### Available data
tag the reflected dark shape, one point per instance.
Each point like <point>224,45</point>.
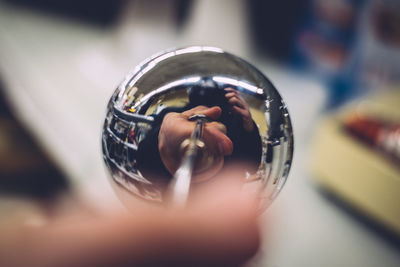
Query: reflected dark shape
<point>173,85</point>
<point>246,144</point>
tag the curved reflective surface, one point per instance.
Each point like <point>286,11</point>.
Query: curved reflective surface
<point>193,112</point>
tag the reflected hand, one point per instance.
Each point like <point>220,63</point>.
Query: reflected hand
<point>240,107</point>
<point>176,127</point>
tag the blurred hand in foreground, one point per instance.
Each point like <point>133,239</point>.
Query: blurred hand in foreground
<point>218,227</point>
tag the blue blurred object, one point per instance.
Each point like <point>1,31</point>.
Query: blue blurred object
<point>325,45</point>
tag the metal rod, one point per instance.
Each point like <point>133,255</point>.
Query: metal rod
<point>180,184</point>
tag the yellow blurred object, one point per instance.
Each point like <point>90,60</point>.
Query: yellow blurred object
<point>356,172</point>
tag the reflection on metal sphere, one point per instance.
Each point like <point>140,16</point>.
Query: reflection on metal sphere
<point>202,106</point>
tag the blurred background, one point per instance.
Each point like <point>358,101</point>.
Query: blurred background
<point>336,64</point>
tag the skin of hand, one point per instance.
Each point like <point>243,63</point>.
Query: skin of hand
<point>240,106</point>
<point>176,127</point>
<point>208,232</point>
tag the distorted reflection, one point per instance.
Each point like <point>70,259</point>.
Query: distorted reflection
<point>230,134</point>
<point>193,112</point>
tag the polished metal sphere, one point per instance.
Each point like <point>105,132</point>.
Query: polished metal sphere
<point>145,137</point>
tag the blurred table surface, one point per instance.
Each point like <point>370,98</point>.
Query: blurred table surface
<point>59,74</point>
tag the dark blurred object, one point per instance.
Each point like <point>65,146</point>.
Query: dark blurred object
<point>24,169</point>
<point>183,8</point>
<point>101,13</point>
<point>325,44</point>
<point>273,25</point>
<point>354,169</point>
<point>379,134</point>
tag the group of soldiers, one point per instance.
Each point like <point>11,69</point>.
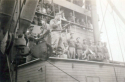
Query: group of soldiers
<point>72,48</point>
<point>69,48</point>
<point>82,3</point>
<point>86,50</point>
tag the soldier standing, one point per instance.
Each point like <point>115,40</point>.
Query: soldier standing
<point>106,53</point>
<point>85,48</point>
<point>71,44</point>
<point>99,50</point>
<point>92,50</point>
<point>79,48</point>
<point>55,26</point>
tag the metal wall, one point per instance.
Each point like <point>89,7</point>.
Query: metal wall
<point>81,70</point>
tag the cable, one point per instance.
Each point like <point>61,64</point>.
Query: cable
<point>13,14</point>
<point>110,48</point>
<point>102,14</point>
<point>21,6</point>
<point>118,36</point>
<point>63,71</point>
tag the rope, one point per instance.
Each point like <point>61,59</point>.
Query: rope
<point>13,14</point>
<point>64,72</point>
<point>8,63</point>
<point>102,14</point>
<point>121,32</point>
<point>118,36</point>
<point>110,48</point>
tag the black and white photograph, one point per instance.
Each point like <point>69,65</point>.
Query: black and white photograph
<point>62,41</point>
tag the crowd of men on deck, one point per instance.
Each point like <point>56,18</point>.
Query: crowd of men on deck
<point>72,48</point>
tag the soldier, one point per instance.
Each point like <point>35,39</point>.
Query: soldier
<point>43,9</point>
<point>35,20</point>
<point>71,17</point>
<point>55,26</point>
<point>88,4</point>
<point>82,22</point>
<point>48,9</point>
<point>91,52</point>
<point>100,50</point>
<point>85,48</point>
<point>79,48</point>
<point>90,26</point>
<point>106,53</point>
<point>77,21</point>
<point>71,44</point>
<point>45,27</point>
<point>62,14</point>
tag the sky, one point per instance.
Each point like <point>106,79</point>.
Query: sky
<point>115,28</point>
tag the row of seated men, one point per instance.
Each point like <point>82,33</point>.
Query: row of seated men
<point>53,39</point>
<point>75,49</point>
<point>38,20</point>
<point>45,8</point>
<point>82,3</point>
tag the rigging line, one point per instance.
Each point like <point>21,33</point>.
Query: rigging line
<point>118,36</point>
<point>102,14</point>
<point>120,25</point>
<point>109,47</point>
<point>13,14</point>
<point>110,51</point>
<point>105,29</point>
<point>122,39</point>
<point>20,9</point>
<point>63,71</point>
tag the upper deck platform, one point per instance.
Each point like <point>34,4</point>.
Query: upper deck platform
<point>121,64</point>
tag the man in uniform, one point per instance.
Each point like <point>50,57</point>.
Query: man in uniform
<point>88,4</point>
<point>82,22</point>
<point>55,26</point>
<point>100,50</point>
<point>71,44</point>
<point>71,17</point>
<point>90,26</point>
<point>79,48</point>
<point>92,51</point>
<point>85,48</point>
<point>105,52</point>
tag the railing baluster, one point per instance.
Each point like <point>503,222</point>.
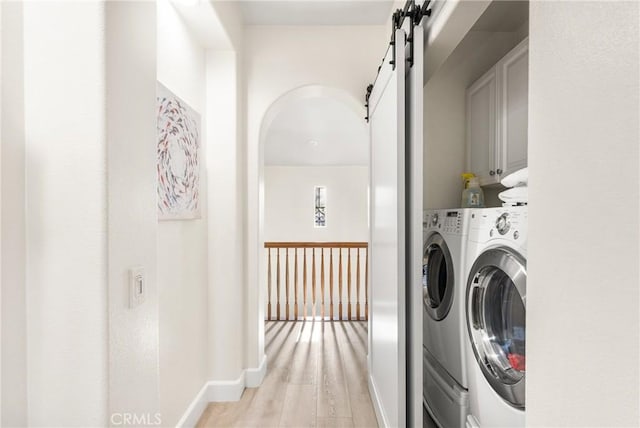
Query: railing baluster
<point>358,284</point>
<point>310,301</point>
<point>304,281</point>
<point>313,283</point>
<point>278,286</point>
<point>331,284</point>
<point>349,284</point>
<point>287,284</point>
<point>340,284</point>
<point>295,285</point>
<point>366,284</point>
<point>269,285</point>
<point>322,282</point>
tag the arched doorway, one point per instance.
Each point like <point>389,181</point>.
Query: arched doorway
<point>315,137</point>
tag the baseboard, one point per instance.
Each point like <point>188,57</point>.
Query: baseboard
<point>195,409</point>
<point>254,377</point>
<point>377,405</point>
<point>226,390</point>
<point>218,391</point>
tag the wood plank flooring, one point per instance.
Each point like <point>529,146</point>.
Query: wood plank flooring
<point>316,377</point>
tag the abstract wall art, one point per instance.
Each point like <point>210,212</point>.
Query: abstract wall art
<point>320,203</point>
<point>178,158</point>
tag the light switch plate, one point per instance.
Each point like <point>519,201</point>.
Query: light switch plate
<point>137,286</point>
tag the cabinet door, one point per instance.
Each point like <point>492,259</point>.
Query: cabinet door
<point>513,78</point>
<point>481,128</point>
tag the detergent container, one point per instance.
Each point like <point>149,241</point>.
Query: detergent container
<point>472,195</point>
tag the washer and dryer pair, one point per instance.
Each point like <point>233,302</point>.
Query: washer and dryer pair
<point>474,287</point>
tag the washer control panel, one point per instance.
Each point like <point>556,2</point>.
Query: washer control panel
<point>452,222</point>
<point>503,224</point>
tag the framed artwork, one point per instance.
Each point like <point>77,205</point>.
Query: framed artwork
<point>178,156</point>
<point>320,205</point>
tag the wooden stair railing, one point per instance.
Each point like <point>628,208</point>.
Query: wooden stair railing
<point>314,299</point>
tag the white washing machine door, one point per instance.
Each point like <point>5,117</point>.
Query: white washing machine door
<point>496,310</point>
<point>437,277</point>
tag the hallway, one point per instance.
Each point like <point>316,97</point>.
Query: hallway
<point>317,376</point>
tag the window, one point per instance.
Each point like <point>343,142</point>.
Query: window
<point>320,201</point>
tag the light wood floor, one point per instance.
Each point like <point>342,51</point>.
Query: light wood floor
<point>316,376</point>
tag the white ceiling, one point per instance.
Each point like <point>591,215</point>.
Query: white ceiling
<point>317,131</point>
<point>316,12</point>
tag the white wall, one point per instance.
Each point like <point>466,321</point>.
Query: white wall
<point>14,317</point>
<point>345,58</point>
<point>182,245</point>
<point>132,211</point>
<point>66,223</point>
<point>583,271</point>
<point>226,294</point>
<point>289,203</point>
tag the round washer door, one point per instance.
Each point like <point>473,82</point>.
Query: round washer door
<point>437,277</point>
<point>496,312</point>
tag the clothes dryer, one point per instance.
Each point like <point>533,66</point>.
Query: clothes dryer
<point>495,315</point>
<point>444,327</point>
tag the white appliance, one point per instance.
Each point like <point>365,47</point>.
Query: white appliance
<point>495,315</point>
<point>444,327</point>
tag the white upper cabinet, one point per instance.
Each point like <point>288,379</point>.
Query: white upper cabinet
<point>497,118</point>
<point>481,127</point>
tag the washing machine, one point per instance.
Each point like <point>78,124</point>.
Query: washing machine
<point>495,304</point>
<point>444,327</point>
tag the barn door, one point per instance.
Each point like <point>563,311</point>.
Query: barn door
<point>387,334</point>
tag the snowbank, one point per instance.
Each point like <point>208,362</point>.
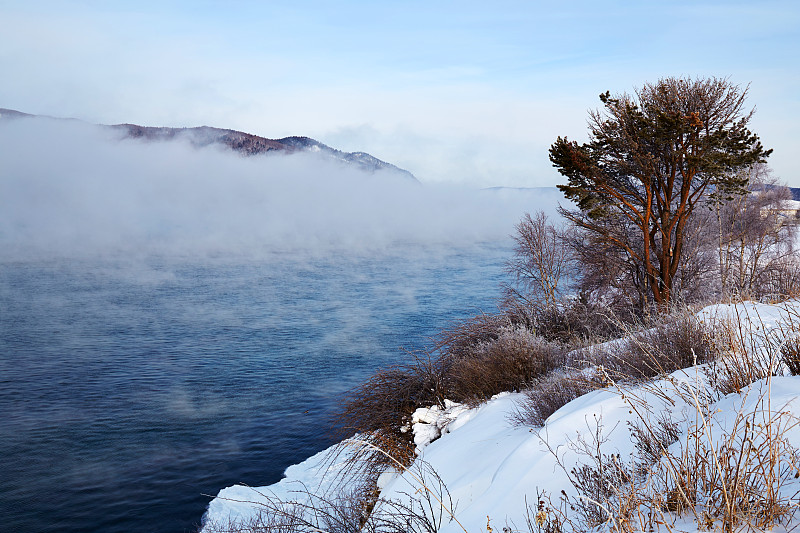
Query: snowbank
<point>493,469</point>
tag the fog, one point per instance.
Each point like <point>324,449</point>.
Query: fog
<point>72,189</point>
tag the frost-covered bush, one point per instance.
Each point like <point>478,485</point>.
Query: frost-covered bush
<point>507,363</point>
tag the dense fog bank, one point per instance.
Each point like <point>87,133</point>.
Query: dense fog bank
<point>72,189</point>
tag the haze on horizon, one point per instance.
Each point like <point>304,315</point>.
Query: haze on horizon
<point>466,92</point>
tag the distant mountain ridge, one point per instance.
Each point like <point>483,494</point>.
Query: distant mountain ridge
<point>241,142</point>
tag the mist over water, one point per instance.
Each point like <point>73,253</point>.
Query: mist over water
<point>71,189</point>
<point>176,320</point>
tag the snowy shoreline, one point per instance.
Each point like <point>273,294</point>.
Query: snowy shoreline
<point>494,469</point>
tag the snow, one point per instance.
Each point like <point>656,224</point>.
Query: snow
<point>493,468</point>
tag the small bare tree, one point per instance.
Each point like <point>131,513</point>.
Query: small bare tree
<point>756,234</point>
<point>541,264</point>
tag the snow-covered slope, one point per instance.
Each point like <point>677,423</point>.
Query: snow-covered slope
<point>494,469</point>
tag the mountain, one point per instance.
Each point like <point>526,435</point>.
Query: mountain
<point>244,143</point>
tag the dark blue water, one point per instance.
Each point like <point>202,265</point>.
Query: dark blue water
<point>130,390</point>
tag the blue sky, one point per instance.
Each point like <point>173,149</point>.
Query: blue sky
<point>471,92</point>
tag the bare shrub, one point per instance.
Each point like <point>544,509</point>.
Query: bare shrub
<point>381,408</point>
<point>351,511</point>
<point>548,393</point>
<point>737,474</point>
<point>541,264</point>
<point>674,342</point>
<point>508,363</point>
<point>746,352</point>
<point>790,355</point>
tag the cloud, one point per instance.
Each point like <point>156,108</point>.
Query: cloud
<point>69,188</point>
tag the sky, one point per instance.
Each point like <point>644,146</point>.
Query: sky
<point>456,92</point>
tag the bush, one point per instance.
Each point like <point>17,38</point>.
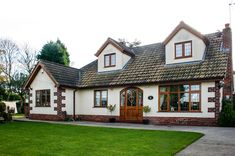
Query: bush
<point>227,115</point>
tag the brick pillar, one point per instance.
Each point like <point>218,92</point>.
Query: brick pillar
<point>227,48</point>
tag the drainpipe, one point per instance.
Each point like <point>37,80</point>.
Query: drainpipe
<point>74,97</point>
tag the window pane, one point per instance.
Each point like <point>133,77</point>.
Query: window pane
<point>195,87</point>
<point>97,98</point>
<point>140,98</point>
<point>106,60</point>
<point>123,98</point>
<point>187,47</point>
<point>48,98</point>
<point>163,89</point>
<point>163,102</point>
<point>104,98</point>
<point>184,88</point>
<point>195,99</point>
<point>113,59</point>
<point>184,101</point>
<point>131,97</point>
<point>173,102</point>
<point>173,88</point>
<point>178,50</point>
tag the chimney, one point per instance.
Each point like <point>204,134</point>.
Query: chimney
<point>227,48</point>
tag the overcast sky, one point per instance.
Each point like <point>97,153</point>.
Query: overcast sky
<point>83,26</point>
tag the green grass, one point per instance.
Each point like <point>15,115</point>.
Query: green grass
<point>31,138</point>
<point>18,116</point>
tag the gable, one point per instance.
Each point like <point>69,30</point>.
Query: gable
<point>42,80</point>
<point>39,67</point>
<point>120,58</point>
<point>197,47</point>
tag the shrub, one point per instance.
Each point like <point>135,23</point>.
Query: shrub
<point>227,115</point>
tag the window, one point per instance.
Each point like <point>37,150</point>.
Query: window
<point>109,60</point>
<point>101,98</point>
<point>183,49</point>
<point>43,98</point>
<point>180,98</point>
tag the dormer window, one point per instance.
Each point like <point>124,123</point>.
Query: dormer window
<point>183,49</point>
<point>110,60</point>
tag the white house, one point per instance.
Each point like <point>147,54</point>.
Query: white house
<point>182,79</point>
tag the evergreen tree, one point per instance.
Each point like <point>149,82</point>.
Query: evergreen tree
<point>55,52</point>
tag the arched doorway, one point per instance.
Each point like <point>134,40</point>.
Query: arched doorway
<point>131,104</point>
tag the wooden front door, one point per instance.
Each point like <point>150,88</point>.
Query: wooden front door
<point>131,106</point>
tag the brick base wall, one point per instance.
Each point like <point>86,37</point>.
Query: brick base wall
<point>46,117</point>
<point>157,120</point>
<point>182,121</point>
<point>97,118</point>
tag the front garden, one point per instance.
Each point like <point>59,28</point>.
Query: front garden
<point>30,138</point>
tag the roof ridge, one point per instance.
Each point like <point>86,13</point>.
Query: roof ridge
<point>58,64</point>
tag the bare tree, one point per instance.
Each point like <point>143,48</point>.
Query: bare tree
<point>8,58</point>
<point>27,58</point>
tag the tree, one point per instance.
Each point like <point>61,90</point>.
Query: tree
<point>27,58</point>
<point>55,52</point>
<point>9,52</point>
<point>135,43</point>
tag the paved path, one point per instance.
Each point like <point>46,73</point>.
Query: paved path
<point>217,141</point>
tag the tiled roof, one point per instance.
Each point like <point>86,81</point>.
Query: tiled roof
<point>148,66</point>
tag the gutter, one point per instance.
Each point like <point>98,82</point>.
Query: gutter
<point>74,102</point>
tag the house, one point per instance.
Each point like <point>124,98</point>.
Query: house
<point>183,79</point>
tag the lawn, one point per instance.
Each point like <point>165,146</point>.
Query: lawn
<point>31,138</point>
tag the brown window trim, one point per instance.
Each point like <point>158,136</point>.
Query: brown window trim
<point>100,98</point>
<point>41,97</point>
<point>110,56</point>
<point>178,92</point>
<point>183,49</point>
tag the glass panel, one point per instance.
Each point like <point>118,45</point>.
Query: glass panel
<point>106,60</point>
<point>178,50</point>
<point>131,97</point>
<point>187,47</point>
<point>113,59</point>
<point>195,87</point>
<point>173,88</point>
<point>173,102</point>
<point>97,98</point>
<point>163,89</point>
<point>48,98</point>
<point>140,98</point>
<point>104,98</point>
<point>184,88</point>
<point>129,101</point>
<point>123,98</point>
<point>195,101</point>
<point>163,102</point>
<point>184,101</point>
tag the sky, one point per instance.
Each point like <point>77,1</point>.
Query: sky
<point>83,26</point>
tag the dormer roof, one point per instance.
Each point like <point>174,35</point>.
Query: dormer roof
<point>123,48</point>
<point>183,25</point>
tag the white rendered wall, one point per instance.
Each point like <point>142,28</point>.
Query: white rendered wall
<point>41,82</point>
<point>68,101</point>
<point>198,47</point>
<point>85,102</point>
<point>121,59</point>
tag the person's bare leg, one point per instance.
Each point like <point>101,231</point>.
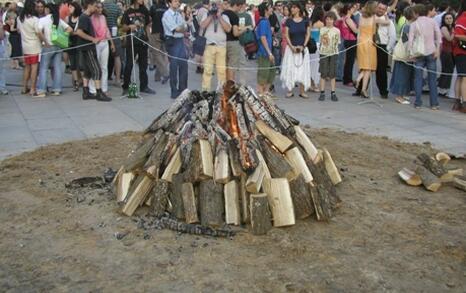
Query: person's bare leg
<point>26,76</point>
<point>34,68</point>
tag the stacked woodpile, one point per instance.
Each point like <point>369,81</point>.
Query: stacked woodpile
<point>433,172</point>
<point>233,158</point>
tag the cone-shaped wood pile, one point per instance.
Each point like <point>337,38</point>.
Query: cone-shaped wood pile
<point>230,159</point>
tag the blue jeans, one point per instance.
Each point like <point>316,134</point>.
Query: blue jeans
<point>57,73</point>
<point>178,65</point>
<point>430,64</point>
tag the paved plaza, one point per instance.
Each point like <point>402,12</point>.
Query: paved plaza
<point>27,123</point>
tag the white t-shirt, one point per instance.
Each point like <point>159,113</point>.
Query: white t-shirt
<point>46,23</point>
<point>29,40</point>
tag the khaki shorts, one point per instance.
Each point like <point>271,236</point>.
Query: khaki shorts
<point>234,51</point>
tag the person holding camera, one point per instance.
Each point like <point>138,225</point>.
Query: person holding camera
<point>215,26</point>
<point>296,65</point>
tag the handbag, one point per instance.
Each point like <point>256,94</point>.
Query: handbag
<point>418,47</point>
<point>199,44</point>
<point>400,53</point>
<point>60,38</point>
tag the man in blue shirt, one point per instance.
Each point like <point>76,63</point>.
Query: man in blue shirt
<point>265,58</point>
<point>174,27</point>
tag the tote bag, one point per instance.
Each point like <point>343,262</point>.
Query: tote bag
<point>60,38</point>
<point>418,48</point>
<point>400,53</point>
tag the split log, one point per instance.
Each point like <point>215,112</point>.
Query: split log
<point>277,163</point>
<point>211,205</point>
<point>429,180</point>
<point>143,186</point>
<point>160,195</point>
<point>298,163</point>
<point>432,165</point>
<point>123,184</point>
<point>222,167</point>
<point>459,183</point>
<point>245,197</point>
<point>306,143</point>
<point>189,203</point>
<point>139,157</point>
<point>260,214</point>
<point>176,196</point>
<point>281,142</point>
<point>301,197</point>
<point>321,202</point>
<point>173,166</point>
<point>332,170</point>
<point>410,177</point>
<point>254,182</point>
<point>232,210</point>
<point>442,158</point>
<point>281,204</point>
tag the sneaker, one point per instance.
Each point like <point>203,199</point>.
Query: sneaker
<point>148,91</point>
<point>102,97</point>
<point>39,95</point>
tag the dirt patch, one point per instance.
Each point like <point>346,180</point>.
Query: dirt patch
<point>385,236</point>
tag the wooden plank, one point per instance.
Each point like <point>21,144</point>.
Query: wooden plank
<point>232,208</point>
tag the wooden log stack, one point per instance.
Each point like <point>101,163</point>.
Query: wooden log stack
<point>228,159</point>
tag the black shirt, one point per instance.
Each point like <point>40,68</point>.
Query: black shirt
<point>85,24</point>
<point>156,13</point>
<point>139,17</point>
<point>234,20</point>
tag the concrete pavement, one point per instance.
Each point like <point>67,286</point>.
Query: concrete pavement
<point>27,123</point>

### Problem to work on
All lines from the start of the entries through the one with "Each point like <point>1,31</point>." are to be output exactly; omit the pictures.

### Answer for the task
tag the reflected dark shape, one point per instance.
Each point like <point>224,45</point>.
Query: reflected dark shape
<point>173,85</point>
<point>246,144</point>
tag the curved reflective surface, one point per instance.
Each point like <point>286,11</point>.
Query: curved reflective surface
<point>193,112</point>
tag the reflected hand, one point per instance.
Each point like <point>220,63</point>.
Query: reflected hand
<point>240,107</point>
<point>176,127</point>
tag the blurred hand in foreground, one point per instance.
Each point like <point>133,239</point>.
Query: blurred hand in foreground
<point>218,227</point>
tag the blue blurred object, one point per instance.
Each point like <point>1,31</point>.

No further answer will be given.